Stored data =>
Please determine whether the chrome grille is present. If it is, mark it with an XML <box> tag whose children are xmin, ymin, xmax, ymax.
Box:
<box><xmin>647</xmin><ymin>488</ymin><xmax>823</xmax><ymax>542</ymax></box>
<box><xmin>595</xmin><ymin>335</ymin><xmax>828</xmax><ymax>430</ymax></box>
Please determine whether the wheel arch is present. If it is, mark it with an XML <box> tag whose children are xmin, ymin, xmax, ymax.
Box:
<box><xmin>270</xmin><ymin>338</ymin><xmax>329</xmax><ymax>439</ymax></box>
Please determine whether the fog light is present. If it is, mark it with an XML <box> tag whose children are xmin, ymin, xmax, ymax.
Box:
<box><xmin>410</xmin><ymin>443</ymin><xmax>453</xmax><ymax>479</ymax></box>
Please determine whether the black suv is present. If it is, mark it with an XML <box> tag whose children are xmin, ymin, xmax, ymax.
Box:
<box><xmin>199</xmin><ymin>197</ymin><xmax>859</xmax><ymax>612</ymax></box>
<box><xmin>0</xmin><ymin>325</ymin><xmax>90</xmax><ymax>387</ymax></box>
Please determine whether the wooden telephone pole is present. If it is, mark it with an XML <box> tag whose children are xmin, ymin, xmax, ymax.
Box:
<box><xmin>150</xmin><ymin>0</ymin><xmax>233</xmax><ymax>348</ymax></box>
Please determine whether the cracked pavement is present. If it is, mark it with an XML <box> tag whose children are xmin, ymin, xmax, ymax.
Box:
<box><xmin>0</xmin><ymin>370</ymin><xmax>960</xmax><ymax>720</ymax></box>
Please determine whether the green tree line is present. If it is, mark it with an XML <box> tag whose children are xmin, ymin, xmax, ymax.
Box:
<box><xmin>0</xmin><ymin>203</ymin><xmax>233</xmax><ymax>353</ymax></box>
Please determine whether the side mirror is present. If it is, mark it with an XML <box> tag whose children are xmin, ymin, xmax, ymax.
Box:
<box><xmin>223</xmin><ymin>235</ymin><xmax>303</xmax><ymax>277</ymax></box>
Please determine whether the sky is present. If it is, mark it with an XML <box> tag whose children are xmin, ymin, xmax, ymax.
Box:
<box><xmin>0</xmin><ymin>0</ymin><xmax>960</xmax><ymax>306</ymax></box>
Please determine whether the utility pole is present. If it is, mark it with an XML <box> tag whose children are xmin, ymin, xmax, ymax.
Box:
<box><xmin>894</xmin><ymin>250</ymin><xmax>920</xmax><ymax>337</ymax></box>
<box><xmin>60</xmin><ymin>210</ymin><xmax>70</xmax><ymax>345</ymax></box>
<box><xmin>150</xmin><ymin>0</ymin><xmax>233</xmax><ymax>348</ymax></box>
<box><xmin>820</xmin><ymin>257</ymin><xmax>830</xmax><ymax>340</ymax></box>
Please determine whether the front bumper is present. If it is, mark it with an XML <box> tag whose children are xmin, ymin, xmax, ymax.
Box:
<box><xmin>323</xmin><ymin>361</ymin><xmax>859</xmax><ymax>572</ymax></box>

Problem details => Rewrite all the records above, switching every "mark it" to "enclose it" and keeping everything else the same.

Full answer =>
Please determine whether the chrome grille is present. If it is, enclose it with an XML <box> tag whose children are xmin, ymin, xmax, ymax.
Box:
<box><xmin>647</xmin><ymin>488</ymin><xmax>823</xmax><ymax>542</ymax></box>
<box><xmin>595</xmin><ymin>335</ymin><xmax>828</xmax><ymax>430</ymax></box>
Please determine whether the wheel arch is present. If it is, enclose it with an XML <box> tag whose children are xmin, ymin, xmax, ymax.
Box:
<box><xmin>270</xmin><ymin>338</ymin><xmax>329</xmax><ymax>439</ymax></box>
Please determine whether the fog light is present. If it is, enclose it with an XML <box> tag whose children are xmin, ymin, xmax, ymax.
Box:
<box><xmin>410</xmin><ymin>443</ymin><xmax>453</xmax><ymax>479</ymax></box>
Please determine whether the black suv is present. If it is, enclose it with an XML <box> tag whose children are xmin, ymin, xmax, ymax.
Box:
<box><xmin>199</xmin><ymin>197</ymin><xmax>859</xmax><ymax>612</ymax></box>
<box><xmin>0</xmin><ymin>325</ymin><xmax>90</xmax><ymax>387</ymax></box>
Please determine whether the wooden telephone pole is present. If it is, enclose it with an XML <box> tag whose children are xmin, ymin, xmax, ymax.
Box:
<box><xmin>150</xmin><ymin>0</ymin><xmax>233</xmax><ymax>348</ymax></box>
Please determine whether the cracked pavement is present. If it is, enclose it with an XML <box> tag whose children are xmin, ymin, xmax, ymax.
Box:
<box><xmin>0</xmin><ymin>370</ymin><xmax>960</xmax><ymax>720</ymax></box>
Please determine whether the green tree line is present. If it is, enclose it with an XML <box> tag whose children are xmin, ymin, xmax, ymax.
Box:
<box><xmin>0</xmin><ymin>203</ymin><xmax>233</xmax><ymax>353</ymax></box>
Please determine whether the side mirror is present. If it is, enclose it with an XML <box> tag whose children are xmin, ymin, xmax, ymax.
Box:
<box><xmin>223</xmin><ymin>235</ymin><xmax>303</xmax><ymax>277</ymax></box>
Please determine whether the sky is present. If it is, enclose it with an XML <box> tag whose children are xmin, ymin, xmax, ymax.
Box:
<box><xmin>0</xmin><ymin>0</ymin><xmax>960</xmax><ymax>306</ymax></box>
Please determine whether the utility pole is present. If it is, enclose it with an XML <box> tag whose children are xmin, ymin, xmax, ymax.
Box:
<box><xmin>894</xmin><ymin>250</ymin><xmax>920</xmax><ymax>337</ymax></box>
<box><xmin>60</xmin><ymin>210</ymin><xmax>70</xmax><ymax>345</ymax></box>
<box><xmin>150</xmin><ymin>0</ymin><xmax>233</xmax><ymax>348</ymax></box>
<box><xmin>820</xmin><ymin>257</ymin><xmax>830</xmax><ymax>340</ymax></box>
Please determine whether the front bumper is present. If it is, enclose it with an XML <box> tag whose children are xmin, ymin, xmax, ymax.
Box:
<box><xmin>323</xmin><ymin>361</ymin><xmax>859</xmax><ymax>572</ymax></box>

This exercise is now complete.